If connectivity is a major engine of the grand neo-liberal project, it is also one of its greatest problems. The slippages in the European stock exchanges, followed by the ones in the Asian markets, are all the result of the major tumult that the US markets witnessed, which was, in turn, the result of some pretty reckless fiscal behaviour by the US government.

Are countries going to suffer now through no fault of their own or their governments? Are countries going to hold other countries down through their own lack of planning?

Consider two great mechanisms: the financial capital markets and the international food grains market. The idea was to shield governments, the public and investors from certain risks and to seek out different avenues from where investment and produce could be achieved. And that did happen, to a large measure; the capital markets have generated great wealth and the food markets might have lifted millions of people out of poverty. But what about the flipside of the equation? Though the idea was to diversify away risk over an international canvas, the resulting system is one where a significantly large problem in only one relatively large country can lead to a system-wide shock in the entire world. Control economies, all their flaws aside, shielded their citizens from much turbulence, the free market leaves them to brave the elements.

-- Records taken from a data source --

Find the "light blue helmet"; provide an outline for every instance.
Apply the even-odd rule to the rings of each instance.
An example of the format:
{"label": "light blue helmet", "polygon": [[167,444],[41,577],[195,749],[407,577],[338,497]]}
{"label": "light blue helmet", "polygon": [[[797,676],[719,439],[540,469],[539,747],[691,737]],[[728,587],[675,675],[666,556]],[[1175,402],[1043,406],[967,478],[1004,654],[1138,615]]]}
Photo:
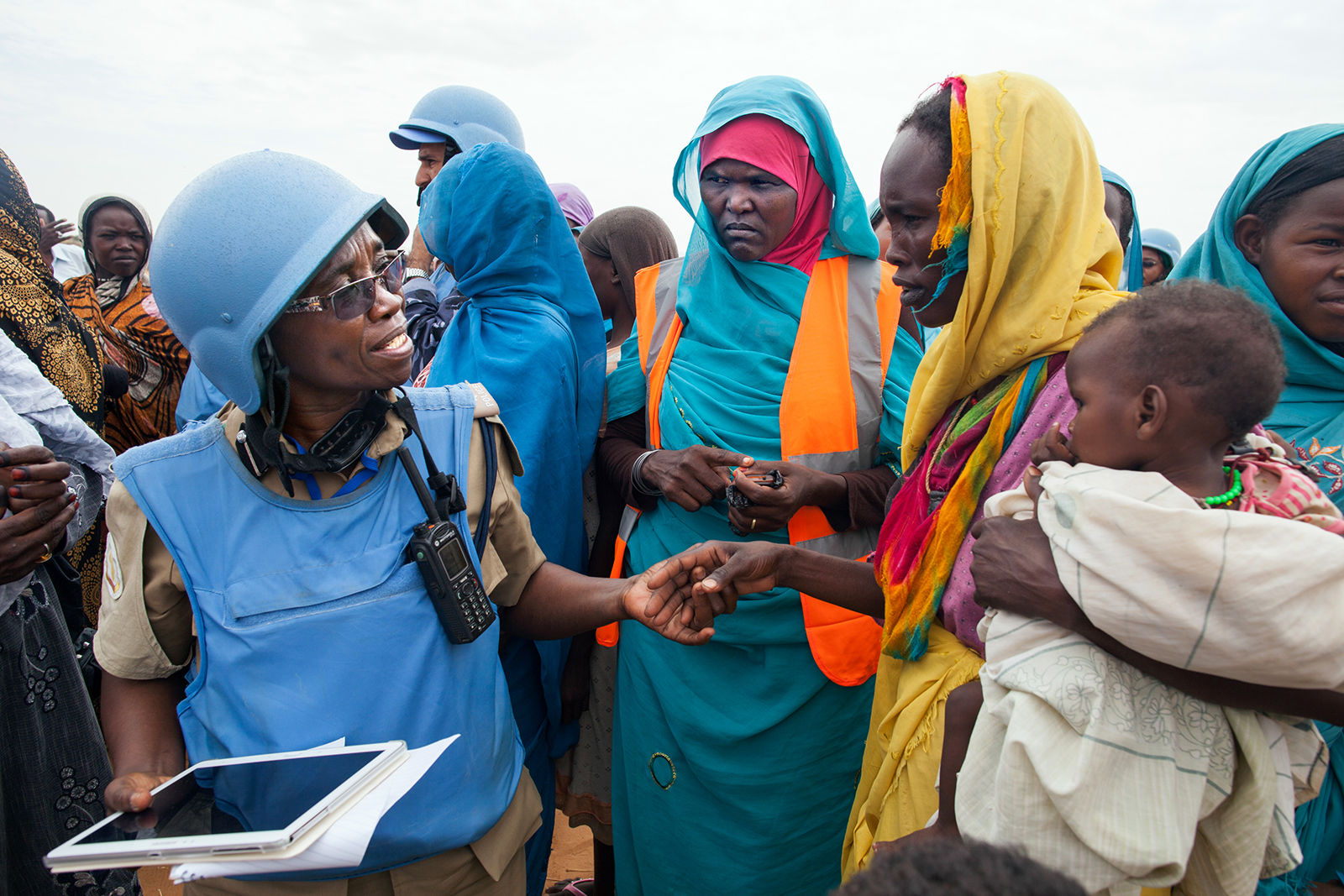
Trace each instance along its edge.
{"label": "light blue helmet", "polygon": [[1167,255],[1167,267],[1176,267],[1180,261],[1180,240],[1176,234],[1161,227],[1144,227],[1144,249]]}
{"label": "light blue helmet", "polygon": [[411,117],[387,136],[398,149],[441,144],[445,137],[452,137],[462,152],[478,144],[499,142],[527,149],[523,126],[513,110],[495,94],[464,85],[430,90],[411,109]]}
{"label": "light blue helmet", "polygon": [[247,414],[261,406],[257,344],[333,251],[368,222],[384,244],[406,222],[302,156],[234,156],[187,184],[149,250],[159,310],[192,360]]}

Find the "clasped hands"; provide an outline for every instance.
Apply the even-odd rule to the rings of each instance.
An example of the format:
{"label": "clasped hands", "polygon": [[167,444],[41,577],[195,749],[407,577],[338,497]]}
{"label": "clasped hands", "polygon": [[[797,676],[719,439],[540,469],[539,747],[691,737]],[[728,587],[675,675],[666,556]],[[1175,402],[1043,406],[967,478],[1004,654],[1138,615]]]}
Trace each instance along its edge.
{"label": "clasped hands", "polygon": [[17,582],[65,544],[79,502],[66,489],[70,465],[42,445],[0,442],[0,582]]}
{"label": "clasped hands", "polygon": [[[773,470],[784,477],[780,488],[757,482],[757,477]],[[848,493],[841,476],[788,461],[758,461],[704,445],[649,455],[640,478],[659,489],[668,501],[691,512],[711,501],[722,501],[731,485],[751,501],[751,506],[728,508],[728,523],[739,532],[775,532],[788,527],[800,508],[829,506],[843,501]]]}

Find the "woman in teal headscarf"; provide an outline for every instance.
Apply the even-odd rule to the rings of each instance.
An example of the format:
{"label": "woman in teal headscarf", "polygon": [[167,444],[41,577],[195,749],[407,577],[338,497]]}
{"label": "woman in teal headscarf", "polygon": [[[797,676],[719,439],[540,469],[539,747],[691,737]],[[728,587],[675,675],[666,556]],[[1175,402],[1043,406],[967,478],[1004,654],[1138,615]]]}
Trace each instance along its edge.
{"label": "woman in teal headscarf", "polygon": [[[1251,156],[1171,279],[1183,277],[1235,286],[1269,312],[1288,387],[1265,426],[1344,508],[1344,125],[1293,130]],[[1344,889],[1344,736],[1316,724],[1331,770],[1297,809],[1302,864],[1262,881],[1258,896]]]}
{"label": "woman in teal headscarf", "polygon": [[1235,286],[1278,326],[1288,388],[1265,420],[1344,508],[1344,125],[1259,149],[1171,279]]}
{"label": "woman in teal headscarf", "polygon": [[[466,296],[438,344],[427,386],[482,383],[523,461],[517,490],[546,559],[583,571],[583,469],[602,416],[602,309],[569,222],[532,157],[508,144],[454,156],[425,189],[421,235]],[[542,793],[528,842],[528,892],[546,884],[555,823],[551,759],[574,746],[560,725],[564,641],[500,645],[527,768]]]}
{"label": "woman in teal headscarf", "polygon": [[[695,230],[680,267],[659,269],[660,283],[664,270],[676,277],[664,283],[676,290],[680,318],[679,337],[661,348],[671,361],[665,376],[646,377],[640,328],[652,320],[641,314],[607,387],[612,418],[637,412],[613,419],[612,435],[622,431],[618,423],[642,427],[655,382],[649,441],[663,450],[641,455],[625,476],[645,496],[657,494],[642,498],[629,539],[632,568],[710,539],[786,541],[784,527],[816,506],[837,533],[875,535],[882,498],[896,480],[880,459],[899,457],[921,349],[895,326],[892,269],[875,261],[878,240],[829,113],[792,78],[751,78],[723,90],[681,152],[673,192]],[[870,332],[851,324],[848,339],[851,348],[874,341],[874,363],[855,376],[871,377],[868,407],[880,416],[880,426],[870,420],[872,445],[860,438],[868,469],[839,474],[798,462],[781,424],[781,403],[793,400],[785,383],[800,363],[794,348],[805,340],[805,302],[814,308],[805,297],[820,294],[816,277],[837,270],[828,259],[844,261],[851,283],[867,283],[862,301],[851,289],[848,308],[867,302],[872,324],[862,329]],[[843,298],[843,277],[840,283]],[[880,349],[879,321],[890,337]],[[887,361],[880,372],[879,352]],[[603,442],[603,463],[609,449],[648,447],[636,435],[630,441]],[[785,455],[796,462],[745,461]],[[727,467],[738,465],[730,478]],[[746,478],[774,469],[785,481],[775,492]],[[755,504],[730,508],[728,482]],[[659,649],[622,626],[613,758],[617,892],[824,893],[840,881],[871,680],[841,685],[823,673],[793,590],[743,598],[715,631],[692,654]],[[876,650],[874,641],[874,660]]]}

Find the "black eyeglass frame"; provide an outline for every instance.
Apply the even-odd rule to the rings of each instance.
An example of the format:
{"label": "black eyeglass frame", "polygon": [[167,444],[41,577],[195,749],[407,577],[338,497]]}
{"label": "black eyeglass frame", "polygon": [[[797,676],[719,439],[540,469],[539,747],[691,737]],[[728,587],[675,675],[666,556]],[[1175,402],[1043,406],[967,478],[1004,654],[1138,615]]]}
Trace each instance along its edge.
{"label": "black eyeglass frame", "polygon": [[401,294],[402,282],[406,278],[406,253],[398,250],[391,261],[383,265],[376,274],[362,277],[340,289],[333,289],[325,296],[298,296],[285,306],[286,314],[306,314],[325,310],[331,304],[336,320],[352,321],[368,313],[375,301],[375,281],[383,281],[383,289],[388,293]]}

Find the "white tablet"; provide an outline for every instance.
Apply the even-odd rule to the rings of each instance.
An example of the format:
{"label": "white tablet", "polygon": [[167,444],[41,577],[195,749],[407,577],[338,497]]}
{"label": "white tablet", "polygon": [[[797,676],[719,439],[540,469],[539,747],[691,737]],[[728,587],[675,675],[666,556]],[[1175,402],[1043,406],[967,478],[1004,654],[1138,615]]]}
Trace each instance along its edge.
{"label": "white tablet", "polygon": [[87,870],[282,850],[405,755],[392,740],[202,762],[156,787],[149,809],[108,815],[44,861]]}

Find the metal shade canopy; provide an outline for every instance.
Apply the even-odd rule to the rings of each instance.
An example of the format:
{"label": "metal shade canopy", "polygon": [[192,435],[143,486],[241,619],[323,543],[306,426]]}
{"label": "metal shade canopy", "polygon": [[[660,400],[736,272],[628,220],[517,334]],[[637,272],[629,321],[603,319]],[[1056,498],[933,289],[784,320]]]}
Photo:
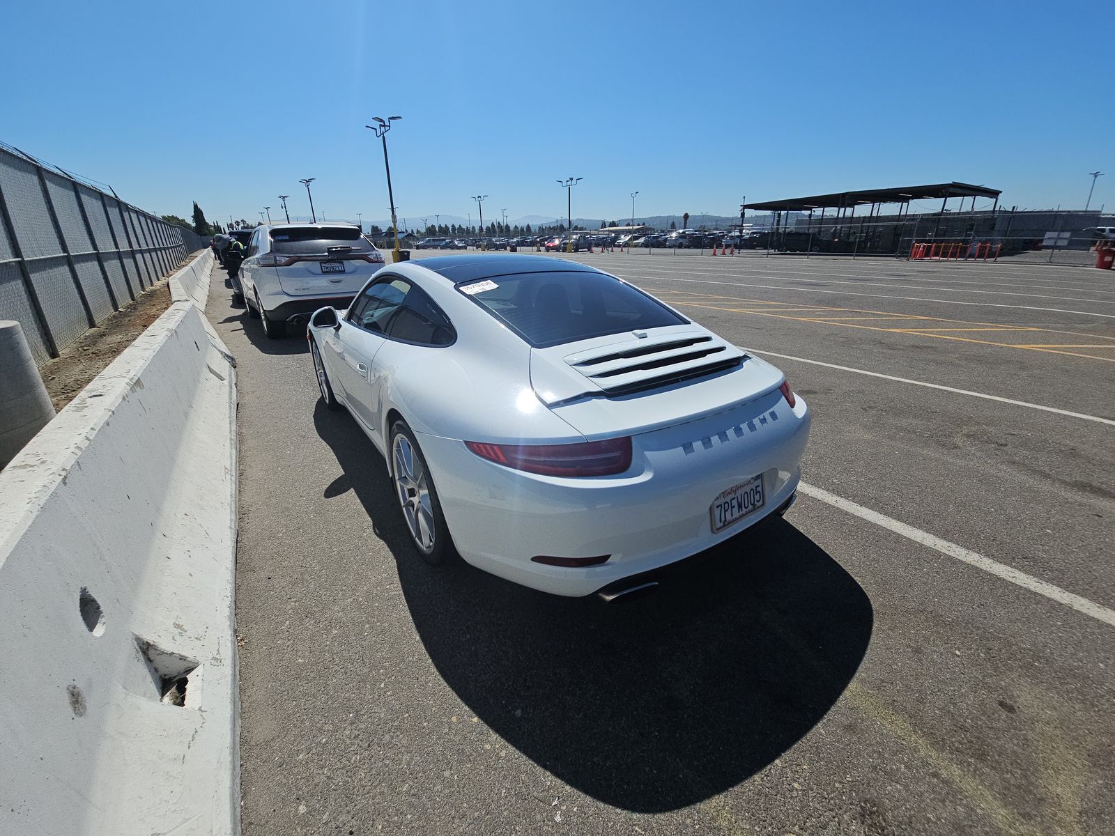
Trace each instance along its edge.
{"label": "metal shade canopy", "polygon": [[745,203],[741,208],[759,212],[808,212],[815,208],[840,208],[870,203],[908,203],[949,197],[987,197],[999,200],[1001,189],[973,186],[970,183],[933,183],[925,186],[898,186],[895,188],[869,188],[860,192],[835,192],[809,197],[788,197],[782,201]]}

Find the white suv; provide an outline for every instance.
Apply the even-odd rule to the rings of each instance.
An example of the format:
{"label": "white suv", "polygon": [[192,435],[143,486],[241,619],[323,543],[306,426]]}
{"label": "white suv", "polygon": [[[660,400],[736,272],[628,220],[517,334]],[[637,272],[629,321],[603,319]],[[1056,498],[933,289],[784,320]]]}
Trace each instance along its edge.
{"label": "white suv", "polygon": [[248,315],[278,339],[288,322],[304,325],[319,308],[348,308],[381,266],[382,254],[353,224],[275,224],[255,229],[240,283]]}

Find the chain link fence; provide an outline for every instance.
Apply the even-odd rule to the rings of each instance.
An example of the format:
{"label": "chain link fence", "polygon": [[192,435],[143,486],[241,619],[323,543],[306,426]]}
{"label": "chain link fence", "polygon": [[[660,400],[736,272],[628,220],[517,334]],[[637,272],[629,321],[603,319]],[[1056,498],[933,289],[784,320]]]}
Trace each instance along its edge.
{"label": "chain link fence", "polygon": [[42,363],[172,272],[204,240],[0,145],[0,320]]}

-- TASK GOAL --
Please continue the essay above on global market connectivity, starting right after its final sentence.

-- RESPONSE TO THIS TASK --
The utility of the international free markets cannot be denied. But it is clear that the unfettered adherence to the new structure comes with huge risks. This, more than ever, is a time for the nations of the world, specially the developing world, to work out how to get a better deal in international trade without putting their citizens at risk. Toxic stocks from the US glut the markets in the Far East. Shortage of grain in Central Asia causes huge market spikes in an otherwise overproducing Pakistan.

The roaring nineties, as Joseph Stiglitz calls them, are over. This party needs adult supervision.